● **Reading text**:
□ □ □ □

As you can well imagine, the next few days are spent making appointments, going to appointments, lots of talking, lots of lots of things. Mom is taking him to appointments, I should really be there too, but I’m not. I’m trying to focus on some school work and I’m having a hard time with some of it. I know… I sound like an insensitive dick. IT WAS NOT MY BEST MOMENT. I MADE A VERY SERIOUS ERROR IN JUDGEMENT. BUT, nothing means more to me than my kids. NOTHING. I will say… hindsight is 20/20. This would turn out to be the catalyst for my downward spiral… I’m still in it, by the way…
So a week since the ER trip… tensions in the house are so palpable, you can actually taste it… feel it. It’s everywhere in the house. Everyone is on edge. Concern and emotions are running high. Thursday night, right before 1130pm… getting ready for bed and I look at the wife. She’s in bed, but looks pained… distraught… definitely upset about something. Youngest is in our bathroom showering. I ask, “Hey, babe, you okay?” “No, I’m not okay,” she says. “Okay, you wanna talk about it?” “After he gets out of the bathroom.” So, he finished his shower, give him a hug and tell him goodnight. Door closes to the bedroom, and we start talking. I get an earful. About EVERYTHING this past week. I feel the weight of her words, and at that moment, I knew I had made some very poor decisions. I’m sorry. I’m so sorry. I made a mistake and I absolutely should have been at those appointments. I get it. I’ll do better. I promise. I will not let either of you down again. I’m here for ALL of us. More arguing, more words. More disappointment. More let downs. More failings as a father and husband. more… More… MORE… MORE. I say, “It sounds like… we’re done.” She replies, “Yeah, I think so.”
That was exactly one week ago today. A lot has happened in this past week too. Lots of emotions, lots of self-reflection, lots of making sure that kid has what he NEEDS, lots of energy… both being spent and absorbed, lots of… lots of… LOTS OF EVERYTHING. But much focus has been brought forth. And it is definitely needed for myself and my family.

□ □ □ □

● **Recorded information**:
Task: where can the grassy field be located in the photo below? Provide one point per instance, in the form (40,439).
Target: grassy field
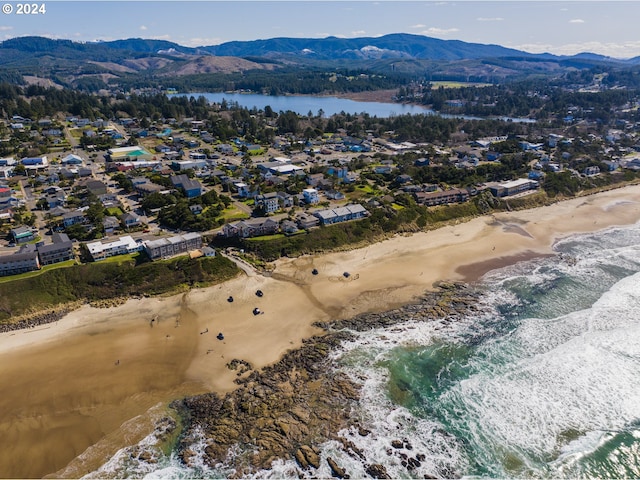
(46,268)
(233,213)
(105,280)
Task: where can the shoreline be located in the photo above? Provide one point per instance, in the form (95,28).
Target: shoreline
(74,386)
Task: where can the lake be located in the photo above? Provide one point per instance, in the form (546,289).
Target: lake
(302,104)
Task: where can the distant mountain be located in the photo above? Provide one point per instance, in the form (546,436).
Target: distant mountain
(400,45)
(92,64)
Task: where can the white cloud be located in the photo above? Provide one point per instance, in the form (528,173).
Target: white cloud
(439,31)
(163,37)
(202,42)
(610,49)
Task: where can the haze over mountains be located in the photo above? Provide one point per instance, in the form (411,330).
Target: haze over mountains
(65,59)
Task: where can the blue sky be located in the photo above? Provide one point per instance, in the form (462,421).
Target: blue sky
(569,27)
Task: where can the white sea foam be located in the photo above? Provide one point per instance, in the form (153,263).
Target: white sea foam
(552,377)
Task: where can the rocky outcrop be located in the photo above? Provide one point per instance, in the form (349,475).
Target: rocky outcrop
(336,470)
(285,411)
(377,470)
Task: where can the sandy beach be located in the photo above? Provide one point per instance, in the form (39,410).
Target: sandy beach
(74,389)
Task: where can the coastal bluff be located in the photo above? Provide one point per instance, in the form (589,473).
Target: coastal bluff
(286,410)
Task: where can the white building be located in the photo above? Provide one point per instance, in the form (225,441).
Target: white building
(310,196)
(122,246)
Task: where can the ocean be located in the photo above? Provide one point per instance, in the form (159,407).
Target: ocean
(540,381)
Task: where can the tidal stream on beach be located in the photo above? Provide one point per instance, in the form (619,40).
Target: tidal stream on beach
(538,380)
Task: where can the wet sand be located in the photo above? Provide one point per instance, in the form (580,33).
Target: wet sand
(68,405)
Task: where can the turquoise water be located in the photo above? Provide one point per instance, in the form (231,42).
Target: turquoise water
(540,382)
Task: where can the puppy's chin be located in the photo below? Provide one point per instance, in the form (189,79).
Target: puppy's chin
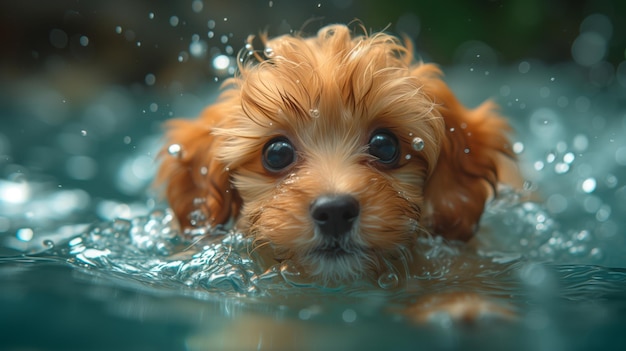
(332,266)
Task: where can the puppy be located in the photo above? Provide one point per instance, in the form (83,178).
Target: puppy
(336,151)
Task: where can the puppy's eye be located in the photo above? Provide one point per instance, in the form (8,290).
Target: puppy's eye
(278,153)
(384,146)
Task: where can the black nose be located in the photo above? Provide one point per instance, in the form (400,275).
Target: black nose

□ □ □ □

● **Task item A**: In the personal account, at what time on Thursday night did the writer notice that the wife looked upset?
● **Task item B**: Write out the personal account between "That was exactly" and "and my family.", inclusive.
● **Task item C**: Summarize the personal account in three sentences.
The listing comes from a separate source unconnected to the personal account.

● **Written answer A**: It was right before 11:30 p.m.

● **Written answer B**:
That was exactly one week ago today. A lot has happened in this past week too. Lots of emotions, lots of self-reflection, lots of making sure that kid has what he NEEDS, lots of energy… both being spent and absorbed, lots of… lots of… LOTS OF EVERYTHING. But much focus has been brought forth. And it is definitely needed for myself and my family.

● **Written answer C**: In the days after an ER trip, the writer skipped the appointments, focusing on school work instead, and calls this a very serious error in judgment. A week after the ER trip, with tensions high in the house, the wife voiced her upset about the past week late one Thursday night, and the conversation ended with both agreeing they were done. The week since has brought many emotions, much self-reflection and an effort to make sure the child has what he needs.